### TRY IT
Below are the entries to work from; restate word for word the portion that opens with the line containing "Task: each instance of the ear" and closes with the line containing "[[341, 4], [508, 383], [383, 353], [270, 217]]", keeping both.

[Dataset entries]
========================

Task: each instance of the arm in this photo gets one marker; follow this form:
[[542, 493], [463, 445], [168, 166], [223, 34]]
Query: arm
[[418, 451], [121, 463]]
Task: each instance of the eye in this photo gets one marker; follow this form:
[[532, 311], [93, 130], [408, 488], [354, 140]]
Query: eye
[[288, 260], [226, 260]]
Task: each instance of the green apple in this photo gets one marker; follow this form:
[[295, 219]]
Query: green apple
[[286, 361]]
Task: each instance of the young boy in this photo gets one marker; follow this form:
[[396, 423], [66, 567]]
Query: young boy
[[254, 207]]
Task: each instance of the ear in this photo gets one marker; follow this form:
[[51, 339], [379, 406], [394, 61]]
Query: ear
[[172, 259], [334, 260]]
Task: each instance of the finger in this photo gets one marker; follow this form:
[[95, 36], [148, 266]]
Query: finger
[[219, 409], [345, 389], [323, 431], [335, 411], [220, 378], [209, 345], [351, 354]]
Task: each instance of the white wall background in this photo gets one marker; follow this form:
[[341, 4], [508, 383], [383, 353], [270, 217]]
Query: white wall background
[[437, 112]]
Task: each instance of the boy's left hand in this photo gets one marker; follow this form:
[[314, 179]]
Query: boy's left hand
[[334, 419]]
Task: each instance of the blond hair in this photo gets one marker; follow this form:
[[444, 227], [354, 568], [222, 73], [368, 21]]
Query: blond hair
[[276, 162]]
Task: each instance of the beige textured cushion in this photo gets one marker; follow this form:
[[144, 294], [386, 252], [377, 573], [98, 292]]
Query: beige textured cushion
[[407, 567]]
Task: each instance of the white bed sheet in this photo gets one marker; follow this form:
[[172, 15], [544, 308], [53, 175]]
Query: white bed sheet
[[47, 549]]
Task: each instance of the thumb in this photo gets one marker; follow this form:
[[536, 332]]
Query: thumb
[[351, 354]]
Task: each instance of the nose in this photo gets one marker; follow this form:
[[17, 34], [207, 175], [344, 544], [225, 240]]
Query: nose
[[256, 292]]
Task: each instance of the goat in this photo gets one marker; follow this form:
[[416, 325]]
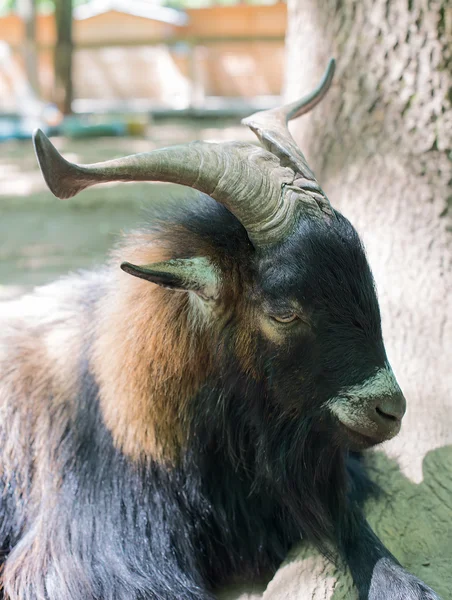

========================

### RESULT OF THE TASK
Task: each instance of the ear in this photo gets one marker; follow this form:
[[51, 339], [379, 406], [394, 61]]
Query: ear
[[172, 259], [334, 260]]
Task: each instance of the finger in this photo gets one marker; follow this form:
[[95, 36], [148, 266]]
Query: finger
[[219, 409], [345, 389], [323, 431], [335, 411], [220, 378], [209, 345], [351, 354]]
Task: each instance of the white wall background in this photo gets one marker; follow this form:
[[341, 4], [508, 383], [383, 353], [270, 217]]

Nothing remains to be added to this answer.